### DO THIS
Locate every line in the entries below that contains the word "green", and copy each of those lines.

### EXTRACTED DATA

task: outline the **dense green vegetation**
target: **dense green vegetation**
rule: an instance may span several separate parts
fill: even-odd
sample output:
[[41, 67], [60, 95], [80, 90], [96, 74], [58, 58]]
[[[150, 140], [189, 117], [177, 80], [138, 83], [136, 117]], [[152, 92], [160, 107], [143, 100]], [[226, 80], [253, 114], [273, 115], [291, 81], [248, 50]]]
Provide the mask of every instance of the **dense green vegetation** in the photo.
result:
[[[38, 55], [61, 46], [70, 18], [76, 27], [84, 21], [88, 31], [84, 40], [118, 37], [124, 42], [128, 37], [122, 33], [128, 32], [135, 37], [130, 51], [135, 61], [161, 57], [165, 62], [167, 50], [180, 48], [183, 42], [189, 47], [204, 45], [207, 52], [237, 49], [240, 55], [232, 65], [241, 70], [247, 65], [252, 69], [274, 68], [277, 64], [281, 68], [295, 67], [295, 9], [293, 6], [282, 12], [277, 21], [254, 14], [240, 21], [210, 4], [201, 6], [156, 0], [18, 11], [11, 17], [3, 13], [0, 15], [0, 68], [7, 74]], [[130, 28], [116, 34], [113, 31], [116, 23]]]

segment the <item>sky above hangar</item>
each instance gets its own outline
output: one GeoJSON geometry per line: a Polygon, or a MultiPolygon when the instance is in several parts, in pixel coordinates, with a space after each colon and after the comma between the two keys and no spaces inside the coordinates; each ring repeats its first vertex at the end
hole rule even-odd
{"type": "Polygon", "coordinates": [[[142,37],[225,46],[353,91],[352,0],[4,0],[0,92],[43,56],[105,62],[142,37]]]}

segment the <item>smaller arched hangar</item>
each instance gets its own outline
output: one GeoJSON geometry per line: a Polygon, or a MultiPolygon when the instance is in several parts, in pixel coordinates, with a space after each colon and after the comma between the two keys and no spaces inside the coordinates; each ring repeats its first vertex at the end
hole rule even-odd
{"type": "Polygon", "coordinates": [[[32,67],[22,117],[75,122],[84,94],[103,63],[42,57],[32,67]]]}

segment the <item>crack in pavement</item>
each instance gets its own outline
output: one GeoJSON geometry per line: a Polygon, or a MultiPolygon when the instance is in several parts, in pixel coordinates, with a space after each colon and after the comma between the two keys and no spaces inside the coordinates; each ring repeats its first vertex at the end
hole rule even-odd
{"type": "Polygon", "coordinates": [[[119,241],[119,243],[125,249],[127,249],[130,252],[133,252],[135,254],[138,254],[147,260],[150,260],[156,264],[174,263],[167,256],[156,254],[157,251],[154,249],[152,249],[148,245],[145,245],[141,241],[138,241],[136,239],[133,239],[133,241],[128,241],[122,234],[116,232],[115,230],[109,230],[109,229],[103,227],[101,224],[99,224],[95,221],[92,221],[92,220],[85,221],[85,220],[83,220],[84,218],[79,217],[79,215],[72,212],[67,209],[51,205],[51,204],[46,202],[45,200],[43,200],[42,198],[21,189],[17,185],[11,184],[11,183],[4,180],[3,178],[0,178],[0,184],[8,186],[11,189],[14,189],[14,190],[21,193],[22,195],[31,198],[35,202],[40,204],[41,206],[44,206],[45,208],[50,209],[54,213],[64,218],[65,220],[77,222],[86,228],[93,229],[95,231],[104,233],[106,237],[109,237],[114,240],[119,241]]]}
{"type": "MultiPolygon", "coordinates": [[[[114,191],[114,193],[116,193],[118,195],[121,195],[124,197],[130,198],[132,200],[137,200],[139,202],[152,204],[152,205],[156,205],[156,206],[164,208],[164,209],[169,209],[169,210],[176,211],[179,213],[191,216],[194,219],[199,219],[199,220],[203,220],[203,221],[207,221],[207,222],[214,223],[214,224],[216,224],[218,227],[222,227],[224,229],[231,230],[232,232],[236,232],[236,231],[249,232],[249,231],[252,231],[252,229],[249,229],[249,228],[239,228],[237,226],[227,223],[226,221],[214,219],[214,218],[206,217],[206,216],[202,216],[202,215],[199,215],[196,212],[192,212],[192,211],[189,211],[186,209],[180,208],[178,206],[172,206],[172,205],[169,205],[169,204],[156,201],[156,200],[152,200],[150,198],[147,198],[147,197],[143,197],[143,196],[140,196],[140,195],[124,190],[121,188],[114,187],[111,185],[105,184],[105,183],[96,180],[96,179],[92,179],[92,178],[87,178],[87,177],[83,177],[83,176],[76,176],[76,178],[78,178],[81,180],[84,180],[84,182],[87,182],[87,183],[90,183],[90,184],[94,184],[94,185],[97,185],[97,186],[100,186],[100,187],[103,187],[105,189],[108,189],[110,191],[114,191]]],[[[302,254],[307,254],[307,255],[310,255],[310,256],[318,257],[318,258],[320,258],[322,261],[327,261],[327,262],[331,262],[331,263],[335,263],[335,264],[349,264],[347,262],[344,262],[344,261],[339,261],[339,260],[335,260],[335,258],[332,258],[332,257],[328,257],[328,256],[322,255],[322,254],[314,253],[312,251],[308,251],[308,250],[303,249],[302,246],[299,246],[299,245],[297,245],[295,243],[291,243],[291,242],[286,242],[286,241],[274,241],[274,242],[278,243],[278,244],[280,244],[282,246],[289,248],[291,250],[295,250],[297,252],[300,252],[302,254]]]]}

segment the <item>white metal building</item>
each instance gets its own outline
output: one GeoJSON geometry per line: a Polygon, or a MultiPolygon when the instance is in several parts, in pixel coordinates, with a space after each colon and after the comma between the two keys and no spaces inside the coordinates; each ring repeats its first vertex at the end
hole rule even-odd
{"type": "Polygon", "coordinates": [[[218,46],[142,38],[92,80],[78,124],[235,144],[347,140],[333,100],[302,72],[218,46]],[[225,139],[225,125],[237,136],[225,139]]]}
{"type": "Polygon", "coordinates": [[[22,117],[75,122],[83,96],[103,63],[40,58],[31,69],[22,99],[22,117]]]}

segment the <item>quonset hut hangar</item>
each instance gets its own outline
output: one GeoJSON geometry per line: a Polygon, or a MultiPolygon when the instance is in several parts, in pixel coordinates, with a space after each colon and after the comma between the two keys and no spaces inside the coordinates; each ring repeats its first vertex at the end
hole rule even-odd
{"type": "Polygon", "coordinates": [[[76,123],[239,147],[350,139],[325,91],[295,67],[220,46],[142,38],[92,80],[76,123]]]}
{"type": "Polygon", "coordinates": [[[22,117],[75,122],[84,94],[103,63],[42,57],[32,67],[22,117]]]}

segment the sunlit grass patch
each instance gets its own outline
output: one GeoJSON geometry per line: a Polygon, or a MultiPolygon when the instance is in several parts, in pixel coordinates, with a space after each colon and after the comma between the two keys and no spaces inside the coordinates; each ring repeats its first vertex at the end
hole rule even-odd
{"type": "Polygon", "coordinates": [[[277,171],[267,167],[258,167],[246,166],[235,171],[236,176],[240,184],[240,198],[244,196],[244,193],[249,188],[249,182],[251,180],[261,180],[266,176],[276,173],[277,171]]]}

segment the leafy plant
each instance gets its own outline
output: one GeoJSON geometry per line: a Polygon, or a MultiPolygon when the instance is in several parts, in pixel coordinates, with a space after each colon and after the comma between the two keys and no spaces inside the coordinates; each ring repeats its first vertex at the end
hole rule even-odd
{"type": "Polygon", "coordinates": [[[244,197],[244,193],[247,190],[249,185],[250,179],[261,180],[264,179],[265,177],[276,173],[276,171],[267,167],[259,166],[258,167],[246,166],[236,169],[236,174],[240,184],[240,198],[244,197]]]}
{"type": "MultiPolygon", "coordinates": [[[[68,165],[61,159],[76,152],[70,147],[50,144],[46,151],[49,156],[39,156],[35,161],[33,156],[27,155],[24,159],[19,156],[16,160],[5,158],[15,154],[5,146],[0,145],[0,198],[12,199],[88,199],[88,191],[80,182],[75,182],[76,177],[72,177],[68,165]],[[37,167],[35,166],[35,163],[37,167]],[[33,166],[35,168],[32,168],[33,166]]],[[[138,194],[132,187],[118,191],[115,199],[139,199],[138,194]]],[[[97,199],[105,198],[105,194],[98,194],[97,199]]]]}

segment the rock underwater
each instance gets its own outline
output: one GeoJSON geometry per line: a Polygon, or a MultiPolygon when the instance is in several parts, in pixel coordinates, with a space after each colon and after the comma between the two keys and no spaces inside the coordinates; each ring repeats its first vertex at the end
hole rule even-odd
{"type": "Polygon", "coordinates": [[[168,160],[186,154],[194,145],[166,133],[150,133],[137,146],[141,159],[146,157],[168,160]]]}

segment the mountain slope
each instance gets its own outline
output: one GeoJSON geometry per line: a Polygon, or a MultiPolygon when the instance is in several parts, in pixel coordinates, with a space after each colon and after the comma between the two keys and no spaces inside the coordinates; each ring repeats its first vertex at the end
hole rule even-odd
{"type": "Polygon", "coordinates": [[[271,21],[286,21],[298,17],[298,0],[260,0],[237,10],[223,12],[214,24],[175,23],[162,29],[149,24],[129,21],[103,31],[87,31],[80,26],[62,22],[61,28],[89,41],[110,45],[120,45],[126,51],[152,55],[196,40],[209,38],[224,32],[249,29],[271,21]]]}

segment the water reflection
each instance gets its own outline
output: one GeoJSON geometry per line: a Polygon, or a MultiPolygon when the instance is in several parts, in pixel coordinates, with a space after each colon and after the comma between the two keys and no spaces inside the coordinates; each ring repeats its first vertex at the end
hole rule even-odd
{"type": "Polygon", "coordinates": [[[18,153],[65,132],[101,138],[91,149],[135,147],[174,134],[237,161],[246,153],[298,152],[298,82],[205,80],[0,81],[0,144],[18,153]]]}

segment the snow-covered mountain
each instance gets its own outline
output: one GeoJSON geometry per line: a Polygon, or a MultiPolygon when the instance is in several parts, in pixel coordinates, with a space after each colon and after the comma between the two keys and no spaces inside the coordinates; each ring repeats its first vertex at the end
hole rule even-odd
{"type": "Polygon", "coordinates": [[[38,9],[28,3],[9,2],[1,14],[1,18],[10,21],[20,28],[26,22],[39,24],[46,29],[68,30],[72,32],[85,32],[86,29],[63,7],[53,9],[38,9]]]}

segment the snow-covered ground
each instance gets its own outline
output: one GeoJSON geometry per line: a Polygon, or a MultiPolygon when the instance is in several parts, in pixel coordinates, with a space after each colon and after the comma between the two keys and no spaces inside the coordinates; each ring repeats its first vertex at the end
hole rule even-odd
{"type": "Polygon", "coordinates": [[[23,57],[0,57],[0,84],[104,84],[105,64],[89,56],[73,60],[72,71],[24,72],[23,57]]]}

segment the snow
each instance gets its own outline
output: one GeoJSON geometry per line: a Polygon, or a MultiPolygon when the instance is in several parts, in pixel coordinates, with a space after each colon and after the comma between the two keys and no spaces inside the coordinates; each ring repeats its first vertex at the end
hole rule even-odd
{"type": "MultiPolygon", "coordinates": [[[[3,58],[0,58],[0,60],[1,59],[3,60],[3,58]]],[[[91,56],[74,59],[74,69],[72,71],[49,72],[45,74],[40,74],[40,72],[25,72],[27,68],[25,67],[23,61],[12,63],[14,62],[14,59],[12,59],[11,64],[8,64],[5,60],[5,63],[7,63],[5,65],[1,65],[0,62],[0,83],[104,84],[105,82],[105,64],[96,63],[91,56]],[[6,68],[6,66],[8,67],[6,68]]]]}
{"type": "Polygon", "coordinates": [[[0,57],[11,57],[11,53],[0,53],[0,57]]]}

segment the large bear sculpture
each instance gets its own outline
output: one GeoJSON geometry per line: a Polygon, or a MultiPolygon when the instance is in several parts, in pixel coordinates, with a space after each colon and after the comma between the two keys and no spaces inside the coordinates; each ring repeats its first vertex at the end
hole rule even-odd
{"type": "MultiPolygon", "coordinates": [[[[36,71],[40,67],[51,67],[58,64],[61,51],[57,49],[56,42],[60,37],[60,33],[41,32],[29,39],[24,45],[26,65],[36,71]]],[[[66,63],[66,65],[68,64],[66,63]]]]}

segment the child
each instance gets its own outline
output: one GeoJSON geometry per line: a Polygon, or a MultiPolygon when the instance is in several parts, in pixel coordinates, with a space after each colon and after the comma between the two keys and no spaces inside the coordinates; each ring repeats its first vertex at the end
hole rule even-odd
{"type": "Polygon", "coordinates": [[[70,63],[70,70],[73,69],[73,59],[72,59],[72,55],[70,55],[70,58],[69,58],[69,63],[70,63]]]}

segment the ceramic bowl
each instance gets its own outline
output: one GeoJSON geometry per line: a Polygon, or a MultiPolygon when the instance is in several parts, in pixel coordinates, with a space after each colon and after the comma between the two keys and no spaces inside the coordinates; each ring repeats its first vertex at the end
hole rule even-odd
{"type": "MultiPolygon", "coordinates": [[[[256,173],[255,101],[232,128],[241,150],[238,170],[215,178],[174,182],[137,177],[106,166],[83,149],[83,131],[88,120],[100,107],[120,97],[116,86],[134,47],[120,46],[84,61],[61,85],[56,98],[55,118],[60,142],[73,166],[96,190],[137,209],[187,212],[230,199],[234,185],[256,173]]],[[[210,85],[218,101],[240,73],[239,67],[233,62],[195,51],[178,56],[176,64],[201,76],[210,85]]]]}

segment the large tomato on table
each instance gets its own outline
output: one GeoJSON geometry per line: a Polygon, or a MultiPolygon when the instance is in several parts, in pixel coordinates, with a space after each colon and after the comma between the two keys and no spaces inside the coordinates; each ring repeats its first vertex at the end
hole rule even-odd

### REPLY
task: outline the **dense green vegetation**
target: **dense green vegetation**
Provide the mask of every instance of the **dense green vegetation** in the photo.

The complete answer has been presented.